Start of Text under study

But the brands that are winning in 2025 are doing the opposite. They’re thinking long-term. They’re investing in shareable, sticky, emotionally resonant creative, not just conversion hacks.
The most recent example? American Eagle’s campaign with Sydney Sweeney. It's a masterclass in bold, polarizing storytelling. Regardless of your political stance, it sparked conversation. And conversation builds brand equity.
5. Don’t Be Afraid of Controversy. Use It to Build Loyalty
Controversial content doesn’t have to be combative. When done authentically, it invites your audience to rally behind your beliefs.
I’ve seen this firsthand with our clients. When they post content with a clear stance, they'll often get pushback in the comments. But something amazing happens: their customers jump in to defend them. That shared belief builds deeper loyalty than any discount code ever could.
And this isn’t just theory. It’s the same reason brands are experimenting with “comment farming” techniques (planting controversial comments to spark debate and boost reach). Because social proof lives in the comments section now. Not in your Shopify reviews.
6. Let Campaigns Breathe. Stop Micromanaging Performance
There’s a reason baking analogies come up often in media buying. You can’t keep opening the oven every 10 minutes to see if the cake is done.

End of Text under study
Start of Data extract

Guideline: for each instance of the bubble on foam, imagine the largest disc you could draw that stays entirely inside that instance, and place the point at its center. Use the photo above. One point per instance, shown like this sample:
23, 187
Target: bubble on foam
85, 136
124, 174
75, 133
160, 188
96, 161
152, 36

End of Data extract

** What this exercise asks **
(1) Please rewrite the paragraph of the marketing text that begins "I’ve seen this firsthand with our clients" as a short bulleted list that keeps its main facts.
(2) Continue the marketing text, picking up right after its final sentence about the oven and the cake.

** Response list **
(1)
- The writer has seen this with their own clients.
- When clients post content that takes a clear stance, they often get pushback in the comments.
- Their customers then step in to defend them.
- That shared belief builds deeper loyalty than any discount code.

(2)
When we're launching new campaigns, we intentionally avoid touching them for 3 to 5 days. Too many junior buyers jump in too soon, tweaking budgets and bids. You have to stay patient.
Good performance marketing isn't about reacting every hour. It's about trusting your setup and zooming out.
TLDR;
The most dangerous place to live as a marketer is inside of Ads Manager.
Performance is just one piece of the puzzle. The winners are those who zoom out, understand the full buying journey, and blend brand with performance. Bold creative with smart testing, controversy with authenticity, and data with instinct.
Try stepping away from your dashboard and looking objectively at how your brand can insert itself into culture. Build trust, be authentic, and look at the long term.
Because in 2025, attention isn't enough. You need impact.